------ Input data

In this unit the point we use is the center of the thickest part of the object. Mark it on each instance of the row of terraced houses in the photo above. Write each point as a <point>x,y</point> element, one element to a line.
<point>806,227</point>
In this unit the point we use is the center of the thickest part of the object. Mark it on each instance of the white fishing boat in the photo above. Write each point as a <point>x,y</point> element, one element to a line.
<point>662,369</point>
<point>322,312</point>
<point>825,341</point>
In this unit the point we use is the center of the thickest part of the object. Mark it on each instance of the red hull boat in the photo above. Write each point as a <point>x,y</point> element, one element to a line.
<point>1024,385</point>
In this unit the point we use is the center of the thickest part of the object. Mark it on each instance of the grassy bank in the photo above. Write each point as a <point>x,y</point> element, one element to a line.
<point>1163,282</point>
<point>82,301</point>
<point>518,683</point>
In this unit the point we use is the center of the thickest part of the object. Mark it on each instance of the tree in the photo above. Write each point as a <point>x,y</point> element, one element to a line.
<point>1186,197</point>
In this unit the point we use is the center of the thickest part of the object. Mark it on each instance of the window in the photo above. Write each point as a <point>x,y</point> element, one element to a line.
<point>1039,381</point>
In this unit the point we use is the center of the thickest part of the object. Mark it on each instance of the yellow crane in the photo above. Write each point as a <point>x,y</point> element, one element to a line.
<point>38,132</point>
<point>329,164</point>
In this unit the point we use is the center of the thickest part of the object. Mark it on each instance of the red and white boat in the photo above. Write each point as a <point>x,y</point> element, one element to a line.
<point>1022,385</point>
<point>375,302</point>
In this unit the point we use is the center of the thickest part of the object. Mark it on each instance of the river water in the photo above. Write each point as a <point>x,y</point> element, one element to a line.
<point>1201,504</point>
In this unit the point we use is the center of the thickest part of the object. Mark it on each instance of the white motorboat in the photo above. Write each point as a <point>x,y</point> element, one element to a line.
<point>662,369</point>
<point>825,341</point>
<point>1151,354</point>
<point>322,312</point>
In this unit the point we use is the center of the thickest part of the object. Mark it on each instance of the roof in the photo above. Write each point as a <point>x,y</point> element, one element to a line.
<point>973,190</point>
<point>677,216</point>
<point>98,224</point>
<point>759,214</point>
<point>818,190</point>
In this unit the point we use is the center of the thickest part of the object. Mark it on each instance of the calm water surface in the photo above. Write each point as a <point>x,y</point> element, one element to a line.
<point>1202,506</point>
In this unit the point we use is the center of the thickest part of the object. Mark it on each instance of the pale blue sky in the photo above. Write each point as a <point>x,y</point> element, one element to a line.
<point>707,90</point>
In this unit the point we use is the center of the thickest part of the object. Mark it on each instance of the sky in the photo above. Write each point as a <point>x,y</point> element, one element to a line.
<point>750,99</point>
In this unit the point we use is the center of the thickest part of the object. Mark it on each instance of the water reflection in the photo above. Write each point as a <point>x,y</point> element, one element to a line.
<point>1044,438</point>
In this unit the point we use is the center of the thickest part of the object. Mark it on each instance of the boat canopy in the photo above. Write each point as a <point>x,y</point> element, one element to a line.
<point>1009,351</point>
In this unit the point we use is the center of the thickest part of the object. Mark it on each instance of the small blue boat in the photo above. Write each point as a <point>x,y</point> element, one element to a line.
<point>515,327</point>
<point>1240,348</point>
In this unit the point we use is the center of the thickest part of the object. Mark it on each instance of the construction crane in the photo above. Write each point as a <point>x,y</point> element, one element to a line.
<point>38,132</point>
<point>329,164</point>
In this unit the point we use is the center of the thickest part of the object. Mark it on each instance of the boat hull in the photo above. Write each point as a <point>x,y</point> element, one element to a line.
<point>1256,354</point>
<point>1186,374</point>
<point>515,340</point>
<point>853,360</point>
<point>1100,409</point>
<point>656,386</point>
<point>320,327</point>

------------

» **What the task requires**: Repeat the listing above exactly. Add nothing.

» **Solution to this task**:
In this unit the point we use is the center of the thickest part of the object. Mark it on each instance of the row of terraced houses in the photo above. Write each point as a <point>x,y</point> element, one element to a line.
<point>806,227</point>
In this unit the point we use is the center of the thickest part of the object. Mark it on each instance of the white fishing boat in the photo above. Write each point as a <point>x,y</point> element, one element to a line.
<point>662,369</point>
<point>322,312</point>
<point>825,341</point>
In this unit the point we use is the center of the thickest part of the object. Mark it on each instance of the red hull boat in the photo above. Write each point as a <point>x,y</point> element, one element to a line.
<point>1024,385</point>
In this unit the point we use is the center of the thickest part of the object. Mark it on each instance of the grassy bank in the photo above. Write each point as a <point>x,y</point> element, one element to a line.
<point>1163,282</point>
<point>82,301</point>
<point>518,683</point>
In this unit the point we use is the center of the thickest part of the object. Mark it on each instance of the tree in the photo above. Write each point as a <point>x,y</point> element, one element to a line.
<point>1186,197</point>
In this unit the point we use is the center of the thickest part of the object. Mark it on each instance of the window in the photo above. Write each point as a <point>x,y</point> element, one element to a line.
<point>1039,381</point>
In this unit the point we use is the center of the thickest part of the object. Mark it on each instance of the yellow crane in the photo above. Write each point as a <point>x,y</point> element, one element to a line.
<point>38,132</point>
<point>329,164</point>
In this unit the point we use is the center of the thickest part of the object. Mark it on each instance of the red and white boat in the photo above. Write each point as a <point>x,y</point> element, one element to a line.
<point>1022,385</point>
<point>375,302</point>
In this unit the point we use is the center of the thickest part of the object. Mark it on each instance of the river water in the photo above. Write each point as a <point>x,y</point> element, one element to a line.
<point>1201,504</point>
In this unit the point we use is the center of the thickest part of the object. Mark it on each instance of the white motorboat in the photo above. Write each point as a <point>x,y</point> element, one element to a line.
<point>662,369</point>
<point>825,341</point>
<point>1151,354</point>
<point>322,312</point>
In this unit the point we use is the center of the thickest part of the object. Mark it on each instance of the roof in the photo above. Write each point as a <point>x,y</point> element, one element to a line.
<point>973,190</point>
<point>677,216</point>
<point>98,224</point>
<point>759,214</point>
<point>818,190</point>
In this unit the point we use is the center of the thickest part of the object. Mark it on each instance of the calm water surface in the photo above. Write each point as a <point>x,y</point> element, one element to a line.
<point>1202,506</point>
In this unit the point we use is the center of the thickest part of the object. Mark it on each instance of the pale blue sky in the photo above. Write each point as a <point>x,y</point> element, one element to a line.
<point>707,90</point>
In this unit the point we use is the center of the thickest part of the object. Mark it on each instance of the sky in the photo above. Write each point as a <point>x,y</point> element, one element to a line.
<point>750,99</point>
In this unit the point we use is the center of the thickest part of the object. Mark it on each instance of the water reflection in the photo above. Write each point as a <point>x,y</point> element, one element to a line.
<point>1044,438</point>
In this unit the point we use is the center of the thickest part of the object. Mark it on each instance of the boat canopy in the photo above. Write each point as a <point>x,y</point> element, one element to a line.
<point>1009,351</point>
In this unit the point we use is the center of the thickest part of the object. Mark it on each instance of the small blue boat in the photo above. Write each point as a <point>x,y</point> element, one element to a line.
<point>515,327</point>
<point>1240,348</point>
In this unit the point we use is the center of the thickest part of the object. Mark it on each instance of the construction crane in the photo above. Write each point as a <point>x,y</point> element, one element to a line.
<point>38,132</point>
<point>329,164</point>
In this unit the point we use is the center of the thickest part of the object. Mark it on each instance of the boat hull in the photo above. Write each point as a <point>x,y</point> element, one element to a line.
<point>1256,354</point>
<point>1186,374</point>
<point>515,340</point>
<point>853,360</point>
<point>1100,409</point>
<point>656,386</point>
<point>320,327</point>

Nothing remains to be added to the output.